WHAT THE EXERCISE ASKS
Pull out every line in the records below that contains the string "path", and treat uppercase and lowercase as different.
* START *
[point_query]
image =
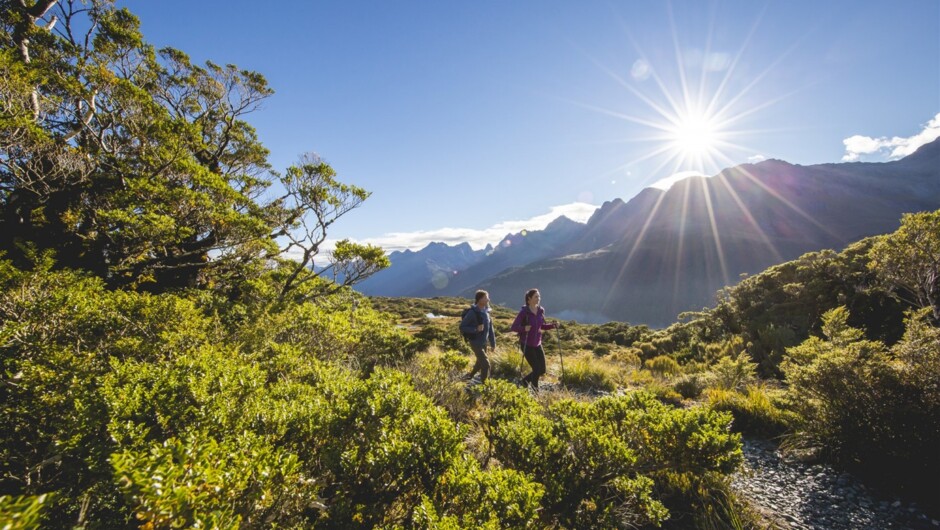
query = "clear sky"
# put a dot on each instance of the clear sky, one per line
(467, 120)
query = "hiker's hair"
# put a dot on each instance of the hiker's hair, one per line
(529, 294)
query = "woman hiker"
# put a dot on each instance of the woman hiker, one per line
(477, 326)
(529, 324)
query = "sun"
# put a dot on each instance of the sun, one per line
(694, 135)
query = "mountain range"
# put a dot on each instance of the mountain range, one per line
(664, 252)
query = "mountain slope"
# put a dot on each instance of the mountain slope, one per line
(676, 249)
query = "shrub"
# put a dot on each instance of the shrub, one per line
(870, 408)
(691, 386)
(629, 357)
(585, 373)
(605, 455)
(436, 375)
(754, 411)
(734, 373)
(21, 512)
(647, 349)
(663, 365)
(199, 482)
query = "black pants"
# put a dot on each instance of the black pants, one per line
(535, 356)
(483, 363)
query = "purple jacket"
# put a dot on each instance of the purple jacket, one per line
(537, 321)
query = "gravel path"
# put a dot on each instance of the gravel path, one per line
(801, 496)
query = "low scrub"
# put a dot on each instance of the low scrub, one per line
(589, 374)
(754, 412)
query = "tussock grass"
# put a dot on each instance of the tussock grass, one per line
(587, 373)
(754, 410)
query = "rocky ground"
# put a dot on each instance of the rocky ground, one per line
(798, 496)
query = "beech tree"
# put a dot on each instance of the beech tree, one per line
(909, 260)
(138, 165)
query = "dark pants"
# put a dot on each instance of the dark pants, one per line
(483, 363)
(535, 356)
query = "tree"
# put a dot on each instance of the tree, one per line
(315, 200)
(909, 260)
(138, 165)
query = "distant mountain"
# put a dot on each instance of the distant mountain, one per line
(442, 270)
(420, 273)
(662, 253)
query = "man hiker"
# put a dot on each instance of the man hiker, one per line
(477, 327)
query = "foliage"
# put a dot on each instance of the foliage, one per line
(755, 412)
(605, 456)
(909, 259)
(663, 365)
(589, 374)
(734, 373)
(868, 407)
(781, 306)
(21, 513)
(138, 166)
(691, 386)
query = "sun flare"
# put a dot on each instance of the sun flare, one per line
(694, 135)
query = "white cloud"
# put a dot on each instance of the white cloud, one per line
(479, 238)
(890, 148)
(666, 183)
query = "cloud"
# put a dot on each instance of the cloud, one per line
(666, 183)
(478, 238)
(890, 148)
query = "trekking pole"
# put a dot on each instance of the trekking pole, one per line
(522, 342)
(561, 357)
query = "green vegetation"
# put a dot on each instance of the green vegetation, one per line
(163, 364)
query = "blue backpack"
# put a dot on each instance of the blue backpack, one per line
(469, 336)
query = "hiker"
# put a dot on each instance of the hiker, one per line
(529, 324)
(477, 327)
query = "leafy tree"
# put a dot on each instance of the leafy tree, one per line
(909, 260)
(868, 407)
(138, 165)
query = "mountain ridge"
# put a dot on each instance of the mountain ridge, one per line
(663, 252)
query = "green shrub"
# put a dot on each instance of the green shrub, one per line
(199, 482)
(734, 373)
(663, 365)
(505, 362)
(870, 408)
(585, 373)
(647, 349)
(605, 455)
(754, 411)
(21, 512)
(629, 357)
(437, 375)
(691, 386)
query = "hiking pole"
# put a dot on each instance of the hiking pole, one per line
(561, 357)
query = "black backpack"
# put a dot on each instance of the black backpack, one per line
(469, 336)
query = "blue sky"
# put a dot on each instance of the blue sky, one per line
(468, 120)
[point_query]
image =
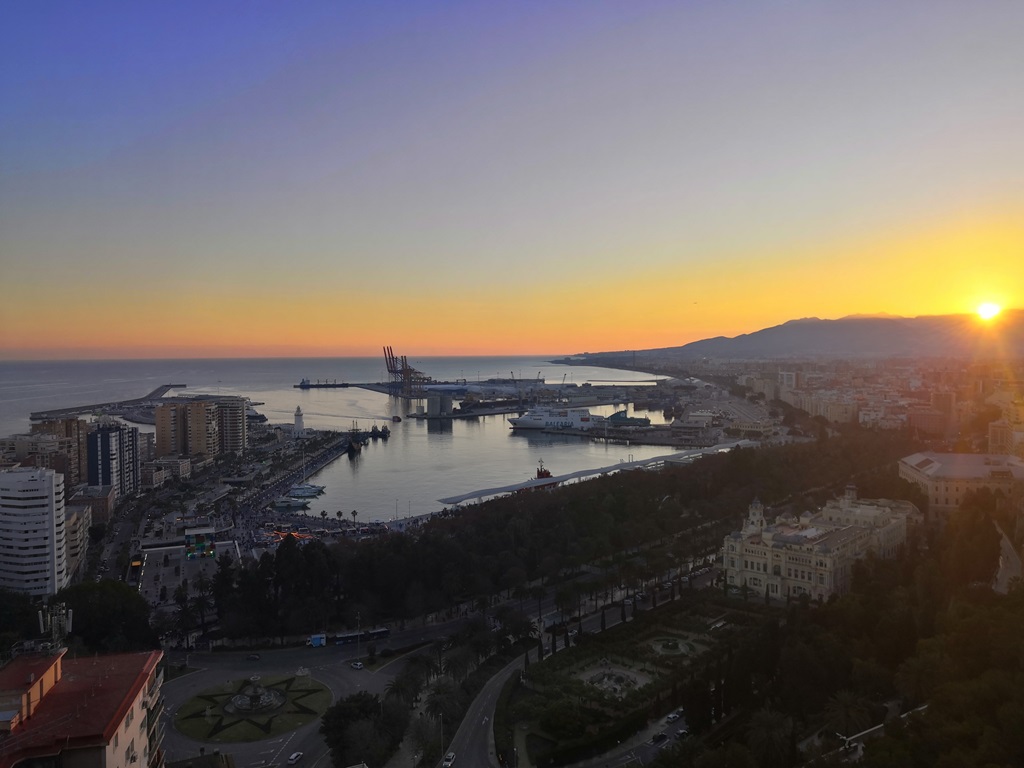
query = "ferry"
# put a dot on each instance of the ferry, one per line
(556, 418)
(305, 491)
(287, 502)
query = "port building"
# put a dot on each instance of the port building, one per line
(947, 478)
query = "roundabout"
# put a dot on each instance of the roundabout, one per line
(253, 709)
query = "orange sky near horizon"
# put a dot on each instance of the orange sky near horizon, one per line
(327, 178)
(949, 269)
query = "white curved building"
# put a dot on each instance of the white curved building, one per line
(33, 544)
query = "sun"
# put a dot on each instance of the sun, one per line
(988, 310)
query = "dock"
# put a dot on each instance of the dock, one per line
(64, 413)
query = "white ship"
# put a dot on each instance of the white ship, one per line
(287, 502)
(556, 418)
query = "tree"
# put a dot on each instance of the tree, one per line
(768, 737)
(847, 713)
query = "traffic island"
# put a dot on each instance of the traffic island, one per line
(252, 709)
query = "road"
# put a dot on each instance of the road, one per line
(474, 743)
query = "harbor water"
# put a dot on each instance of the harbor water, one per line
(423, 461)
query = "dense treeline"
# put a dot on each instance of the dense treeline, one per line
(508, 543)
(926, 629)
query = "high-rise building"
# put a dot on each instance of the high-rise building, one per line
(113, 458)
(232, 425)
(33, 545)
(201, 427)
(102, 711)
(76, 430)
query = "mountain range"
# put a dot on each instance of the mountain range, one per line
(859, 336)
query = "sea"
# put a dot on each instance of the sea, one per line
(407, 475)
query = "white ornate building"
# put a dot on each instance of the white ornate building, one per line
(813, 554)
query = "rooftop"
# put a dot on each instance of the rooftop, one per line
(82, 710)
(965, 466)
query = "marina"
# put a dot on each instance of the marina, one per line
(403, 476)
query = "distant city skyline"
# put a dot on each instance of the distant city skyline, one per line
(214, 179)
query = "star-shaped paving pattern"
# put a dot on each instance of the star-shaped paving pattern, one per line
(295, 691)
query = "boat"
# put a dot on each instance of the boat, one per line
(556, 418)
(288, 502)
(543, 480)
(305, 491)
(623, 419)
(306, 384)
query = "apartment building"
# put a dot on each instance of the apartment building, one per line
(33, 541)
(114, 459)
(93, 712)
(946, 478)
(76, 431)
(202, 427)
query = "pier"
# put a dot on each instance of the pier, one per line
(64, 413)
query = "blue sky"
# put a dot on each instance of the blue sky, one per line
(609, 174)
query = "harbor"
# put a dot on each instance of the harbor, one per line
(424, 460)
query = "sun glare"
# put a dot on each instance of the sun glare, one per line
(988, 310)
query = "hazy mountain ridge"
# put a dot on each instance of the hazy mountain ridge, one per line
(866, 336)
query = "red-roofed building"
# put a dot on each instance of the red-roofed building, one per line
(99, 712)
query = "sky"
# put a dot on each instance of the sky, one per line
(325, 178)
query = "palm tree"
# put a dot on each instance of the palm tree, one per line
(848, 713)
(401, 687)
(768, 737)
(442, 700)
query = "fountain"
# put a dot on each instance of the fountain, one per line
(254, 697)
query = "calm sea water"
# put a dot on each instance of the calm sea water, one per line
(423, 461)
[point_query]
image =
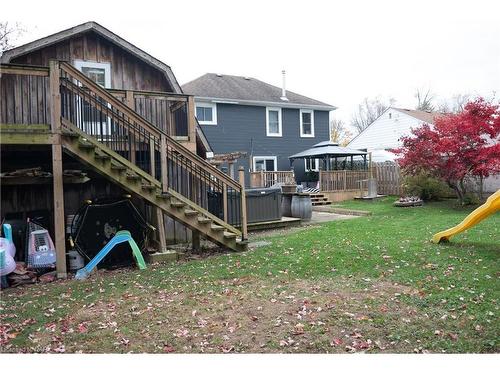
* END *
EXERCISE RESPONSE
query = "gravel path"
# put a dot on each instance of the gravel path, one per line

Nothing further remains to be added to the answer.